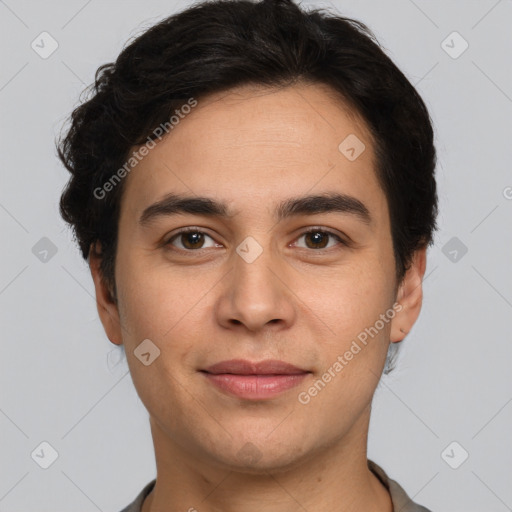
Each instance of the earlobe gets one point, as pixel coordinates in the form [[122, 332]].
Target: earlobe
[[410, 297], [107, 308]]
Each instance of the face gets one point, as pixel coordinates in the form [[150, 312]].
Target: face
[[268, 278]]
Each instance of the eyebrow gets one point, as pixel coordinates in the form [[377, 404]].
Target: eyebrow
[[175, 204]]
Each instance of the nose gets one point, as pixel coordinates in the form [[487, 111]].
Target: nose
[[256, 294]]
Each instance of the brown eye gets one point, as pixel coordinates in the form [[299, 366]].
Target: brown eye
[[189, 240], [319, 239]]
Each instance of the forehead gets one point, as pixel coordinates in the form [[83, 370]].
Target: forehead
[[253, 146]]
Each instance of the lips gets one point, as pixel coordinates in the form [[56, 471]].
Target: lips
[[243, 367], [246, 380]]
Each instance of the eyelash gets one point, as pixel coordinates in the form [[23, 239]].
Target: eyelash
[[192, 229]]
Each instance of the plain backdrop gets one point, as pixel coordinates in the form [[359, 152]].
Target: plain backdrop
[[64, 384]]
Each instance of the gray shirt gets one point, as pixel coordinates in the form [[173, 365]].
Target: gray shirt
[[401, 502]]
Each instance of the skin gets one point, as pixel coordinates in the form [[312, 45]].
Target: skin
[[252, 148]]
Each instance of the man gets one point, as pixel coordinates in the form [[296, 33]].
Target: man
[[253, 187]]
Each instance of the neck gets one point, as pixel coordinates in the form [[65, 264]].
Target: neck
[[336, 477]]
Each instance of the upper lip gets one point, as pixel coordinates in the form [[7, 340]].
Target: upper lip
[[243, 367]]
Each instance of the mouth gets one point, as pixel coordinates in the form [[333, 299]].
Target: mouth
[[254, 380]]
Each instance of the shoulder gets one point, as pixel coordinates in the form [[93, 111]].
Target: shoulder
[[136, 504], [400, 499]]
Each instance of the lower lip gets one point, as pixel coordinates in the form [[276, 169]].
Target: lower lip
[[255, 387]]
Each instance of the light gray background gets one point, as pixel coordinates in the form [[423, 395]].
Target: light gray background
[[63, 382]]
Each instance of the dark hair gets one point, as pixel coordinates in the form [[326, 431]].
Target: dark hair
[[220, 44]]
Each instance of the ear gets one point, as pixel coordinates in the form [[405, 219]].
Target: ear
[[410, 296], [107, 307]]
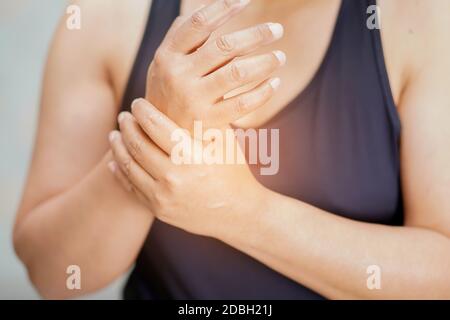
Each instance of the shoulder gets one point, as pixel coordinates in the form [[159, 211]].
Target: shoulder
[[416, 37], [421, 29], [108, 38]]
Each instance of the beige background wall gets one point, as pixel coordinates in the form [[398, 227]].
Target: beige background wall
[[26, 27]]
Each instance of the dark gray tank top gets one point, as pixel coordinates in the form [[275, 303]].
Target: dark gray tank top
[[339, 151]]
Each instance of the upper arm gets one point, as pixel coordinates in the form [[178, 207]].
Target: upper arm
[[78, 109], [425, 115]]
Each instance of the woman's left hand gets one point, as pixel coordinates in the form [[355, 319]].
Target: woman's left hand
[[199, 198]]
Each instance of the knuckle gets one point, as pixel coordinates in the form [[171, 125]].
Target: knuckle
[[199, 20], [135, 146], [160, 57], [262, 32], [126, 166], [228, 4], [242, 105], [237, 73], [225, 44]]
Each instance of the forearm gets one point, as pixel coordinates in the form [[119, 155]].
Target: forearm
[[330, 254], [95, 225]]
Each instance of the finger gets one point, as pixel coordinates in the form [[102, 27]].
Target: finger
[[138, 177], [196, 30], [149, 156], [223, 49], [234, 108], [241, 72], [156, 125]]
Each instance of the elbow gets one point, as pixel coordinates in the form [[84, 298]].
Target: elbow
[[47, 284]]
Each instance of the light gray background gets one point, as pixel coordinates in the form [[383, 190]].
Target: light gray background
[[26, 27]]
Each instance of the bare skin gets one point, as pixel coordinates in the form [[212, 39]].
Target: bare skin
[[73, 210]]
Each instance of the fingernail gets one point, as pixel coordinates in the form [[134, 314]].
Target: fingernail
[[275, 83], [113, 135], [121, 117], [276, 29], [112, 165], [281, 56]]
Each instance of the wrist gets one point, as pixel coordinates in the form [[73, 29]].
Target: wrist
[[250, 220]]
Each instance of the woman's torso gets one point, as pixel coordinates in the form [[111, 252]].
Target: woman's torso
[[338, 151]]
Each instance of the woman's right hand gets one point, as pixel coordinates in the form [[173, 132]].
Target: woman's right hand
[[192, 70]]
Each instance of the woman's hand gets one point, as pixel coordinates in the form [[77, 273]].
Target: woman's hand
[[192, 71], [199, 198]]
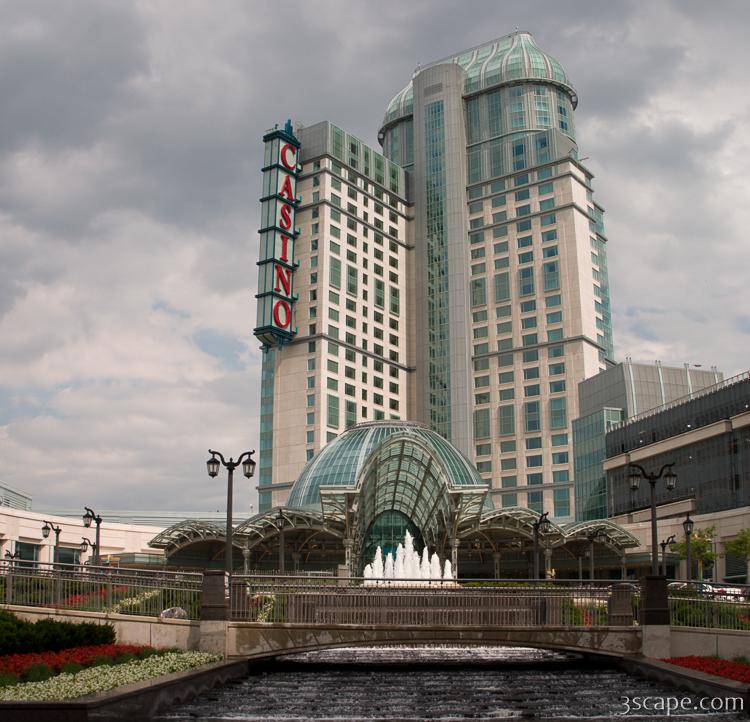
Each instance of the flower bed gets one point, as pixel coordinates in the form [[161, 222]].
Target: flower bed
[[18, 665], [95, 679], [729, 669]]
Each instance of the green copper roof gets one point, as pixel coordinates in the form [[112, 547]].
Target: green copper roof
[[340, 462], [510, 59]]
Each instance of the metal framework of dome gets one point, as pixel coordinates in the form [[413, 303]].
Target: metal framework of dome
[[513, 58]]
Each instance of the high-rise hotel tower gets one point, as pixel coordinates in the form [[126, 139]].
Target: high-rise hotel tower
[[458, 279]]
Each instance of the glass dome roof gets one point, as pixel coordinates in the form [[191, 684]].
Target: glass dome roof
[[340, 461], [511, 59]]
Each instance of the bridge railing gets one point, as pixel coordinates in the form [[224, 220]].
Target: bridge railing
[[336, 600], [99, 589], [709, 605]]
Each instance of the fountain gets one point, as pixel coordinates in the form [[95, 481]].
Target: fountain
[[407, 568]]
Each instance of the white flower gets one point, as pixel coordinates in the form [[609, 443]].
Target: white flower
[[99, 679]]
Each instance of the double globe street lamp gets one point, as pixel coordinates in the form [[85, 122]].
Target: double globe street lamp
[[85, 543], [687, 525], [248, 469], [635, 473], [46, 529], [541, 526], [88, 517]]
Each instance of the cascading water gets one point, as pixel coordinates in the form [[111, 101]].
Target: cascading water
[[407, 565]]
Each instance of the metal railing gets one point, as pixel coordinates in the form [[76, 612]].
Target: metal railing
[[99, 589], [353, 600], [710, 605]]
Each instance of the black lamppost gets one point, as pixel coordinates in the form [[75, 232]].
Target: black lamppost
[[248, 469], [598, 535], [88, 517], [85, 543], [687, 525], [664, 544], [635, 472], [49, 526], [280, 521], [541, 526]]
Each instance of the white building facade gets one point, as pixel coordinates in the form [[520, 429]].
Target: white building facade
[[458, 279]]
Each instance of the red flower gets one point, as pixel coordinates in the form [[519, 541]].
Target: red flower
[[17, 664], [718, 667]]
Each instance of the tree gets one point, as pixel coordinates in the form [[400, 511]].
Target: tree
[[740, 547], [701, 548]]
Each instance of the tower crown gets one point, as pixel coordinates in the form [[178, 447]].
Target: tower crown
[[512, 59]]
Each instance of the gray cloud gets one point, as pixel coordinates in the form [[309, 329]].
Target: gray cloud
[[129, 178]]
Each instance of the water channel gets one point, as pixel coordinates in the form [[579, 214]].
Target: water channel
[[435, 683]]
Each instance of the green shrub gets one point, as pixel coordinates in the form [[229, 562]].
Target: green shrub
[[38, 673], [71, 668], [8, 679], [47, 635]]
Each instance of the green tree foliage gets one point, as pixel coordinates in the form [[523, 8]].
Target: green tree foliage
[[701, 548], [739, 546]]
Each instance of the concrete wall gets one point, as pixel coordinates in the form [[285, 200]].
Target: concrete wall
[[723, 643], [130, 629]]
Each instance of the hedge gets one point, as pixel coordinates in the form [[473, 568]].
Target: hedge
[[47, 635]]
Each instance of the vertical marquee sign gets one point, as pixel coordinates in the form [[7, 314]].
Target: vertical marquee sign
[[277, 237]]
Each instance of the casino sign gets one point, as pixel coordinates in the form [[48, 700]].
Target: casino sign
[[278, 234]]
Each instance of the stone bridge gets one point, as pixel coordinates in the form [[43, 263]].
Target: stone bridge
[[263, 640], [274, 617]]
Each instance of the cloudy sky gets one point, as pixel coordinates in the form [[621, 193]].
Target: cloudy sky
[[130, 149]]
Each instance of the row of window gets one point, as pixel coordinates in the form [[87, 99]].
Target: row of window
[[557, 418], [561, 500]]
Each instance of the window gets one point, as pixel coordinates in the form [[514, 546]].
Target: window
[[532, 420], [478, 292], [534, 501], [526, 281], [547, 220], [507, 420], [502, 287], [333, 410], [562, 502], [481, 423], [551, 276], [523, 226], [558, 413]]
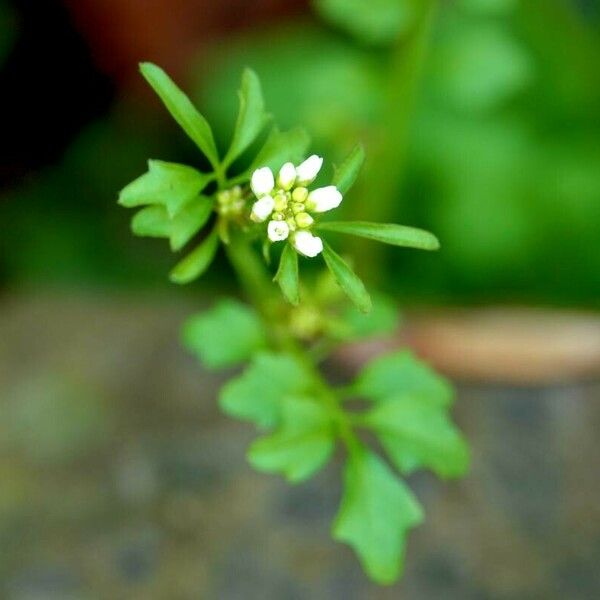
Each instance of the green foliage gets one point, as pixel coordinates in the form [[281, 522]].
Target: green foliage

___

YOUR ASSIGNMENT: Could you restate word for word the lines above from the one containing "Each instance of the fountain" through the one containing "Each instance of the red", both included, and nothing else?

EXERCISE SOLUTION:
Each instance of the fountain gets one point, as pixel coordinates in the form [[95, 481]].
Target: fountain
[[407, 568]]
Each instance of the white flower gets one point, as pixel coordinates in the form [[609, 443]].
Target: white flower
[[99, 679]]
Each instance of the double globe street lamp gets one point, as pixel coordinates in the form [[85, 122]].
Target: double globe street lamp
[[85, 543], [687, 525], [248, 469], [635, 473], [46, 529], [541, 526], [88, 517]]
Each instance of the cascading water gets one point, as pixel coordinates in the form [[111, 101]].
Target: cascading water
[[407, 565]]
Each instance of the metal railing gets one point, as pixel coordinates in the form [[76, 612]].
Target: metal railing
[[99, 589], [353, 600], [710, 605]]
Each instance of the black lamppost gets one point, as pixel coordinates in the form [[75, 232]].
Target: black lamppost
[[248, 469], [598, 535], [88, 517], [85, 543], [687, 525], [664, 544], [635, 472], [49, 526], [280, 521], [541, 526]]
Each instance of the white building facade gets one point, as pixel coordinates in the form [[520, 429]].
Target: white building facade
[[458, 279]]
Each instance of the red flower gets one point, as pixel coordinates in the form [[519, 541]].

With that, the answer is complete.